Source extract:
•••••

I have listened very carefully to the debate, and I see the point that noble Lords are making. This operates in other areas of government—there is the Proceeds of Crime Act and how that operates—but I slightly counter leaning too heavily into the fact that the police would have no incentive to investigate serious organised crime unless the costs of the investigation and the prosecution are reimbursed to them. Their fundamental role is to investigate and prosecute crime. I understand that there is a complex landscape when it comes to investigating and prosecuting fraud, and that is something that the Government have tried to tackle with the establishment of the economic crime command at the NCA—but it is ongoing work for us. The challenge before me today is that the funding that comes from these fines currently goes to the consolidated fund and is spent elsewhere on public services, so any change of this nature would have implications that go—
I think the Minister said that the legislation, as it finally went through, gave the FCA the option of either a duty of care or something else. Did that imply that it could be much weaker than a duty of care—and did anybody signing up to it understand that?—or was there a sense that it might be done in a different way but would be equally as strong and effective as a duty of care?
The other fundamental point is that it is not the law; it is a sort of quasi-law that does not have the same power as law.
If I may, I will come on to address the noble Baroness’s point and the questions from the noble Baroness, Lady Tyler, on why the FCA took the approach it did in selecting the consumer duty approach rather than a duty of care. It is the FCA’s view that it provides not a weaker response but a stronger one; I will set that out in more detail.
The consumer duty sets a higher and clearer standard of care that firms owe their customers than now, and includes a new principle requiring firms to act to deliver good outcomes for customers. It is a package of measures comprising an overarching principle, cross-cutting rules and four “outcome rules”. It is also accompanied by extensive guidance, as noble Lords have noted, to provide clarity for firms on what is expected from them.

•••••

Dataset content:
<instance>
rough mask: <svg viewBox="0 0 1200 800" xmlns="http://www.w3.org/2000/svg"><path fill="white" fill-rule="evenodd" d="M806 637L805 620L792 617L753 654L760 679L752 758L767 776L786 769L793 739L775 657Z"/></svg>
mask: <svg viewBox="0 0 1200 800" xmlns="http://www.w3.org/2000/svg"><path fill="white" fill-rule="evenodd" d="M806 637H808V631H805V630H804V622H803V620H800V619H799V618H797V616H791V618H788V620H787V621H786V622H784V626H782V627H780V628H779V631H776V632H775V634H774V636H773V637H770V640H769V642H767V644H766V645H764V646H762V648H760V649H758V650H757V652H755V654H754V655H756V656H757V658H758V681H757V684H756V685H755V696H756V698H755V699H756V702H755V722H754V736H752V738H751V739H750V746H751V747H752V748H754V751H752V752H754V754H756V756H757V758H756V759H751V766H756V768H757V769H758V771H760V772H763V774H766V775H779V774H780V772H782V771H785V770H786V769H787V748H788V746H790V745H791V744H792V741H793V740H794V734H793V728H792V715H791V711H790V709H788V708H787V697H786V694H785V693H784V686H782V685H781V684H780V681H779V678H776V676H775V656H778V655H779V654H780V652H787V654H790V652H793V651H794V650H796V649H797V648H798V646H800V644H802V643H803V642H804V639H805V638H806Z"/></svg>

•••••

What this exercise asks:
1/ Duplicate the passage of the debate excerpt on the FCA's consumer duty, starting with "The other fundamental" and going on through "expected from them.".
2/ Pick up the debate excerpt on the FCA's consumer duty and keep writing it onward from its final sentence.

Expected results:
1/
The other fundamental point is that it is not the law; it is a sort of quasi-law that does not have the same power as law.
If I may, I will come on to address the noble Baroness’s point and the questions from the noble Baroness, Lady Tyler, on why the FCA took the approach it did in selecting the consumer duty approach rather than a duty of care. It is the FCA’s view that it provides not a weaker response but a stronger one; I will set that out in more detail.
The consumer duty sets a higher and clearer standard of care that firms owe their customers than now, and includes a new principle requiring firms to act to deliver good outcomes for customers. It is a package of measures comprising an overarching principle, cross-cutting rules and four “outcome rules”. It is also accompanied by extensive guidance, as noble Lords have noted, to provide clarity for firms on what is expected from them.

2/
The FCA developed the consumer duty following extensive consultation with a wide range of stakeholders, including consumer representatives. Noble Lords may be aware that, in its consumer duty consultations, the FCA specifically sought views on whether the new principle should instead require firms to act in customers’ best interests. On balance, the FCA concluded that requiring firms to act to deliver “good outcomes” was the most appropriate approach. The FCA explained that “good outcomes” best reflects the outcomes-focused nature of the consumer duty and underlines that firms should not focus simply on processes but on the impact of their actions on consumers. The FCA also noted concerns raised by some stakeholders that “best interests” language could be confused with a fiduciary duty or a policy that required the best outcome to be achieved for each consumer, potentially resulting in unintended consequences concerning the availability of products and services to some consumers.
I hope noble Lords are therefore assured that the FCA carefully considered the wording of its consumer duty in the manner proposed by Amendment 76 and concluded that a different approach would deliver better outcomes. As the UK’s independent conduct regulator for financial services, it is responsible for developing its rules independently of the Government.
The noble Baroness, Lady Kramer, asked about the potential for the consumer duty to operate in the context of past problems. She highlighted the mis-selling of PPI and interest rate hedging products. As I said, the consumer duty sets clearer and higher standards for firms to follow, and that means clearer and higher standards for the FCA to supervise and enforce, which will enable the FCA to act more quickly and assertively where it identifies poor practice. However, within this system, even the best regulators doing everything right will not be able to, and cannot be expected to, ensure a zero-failure regime.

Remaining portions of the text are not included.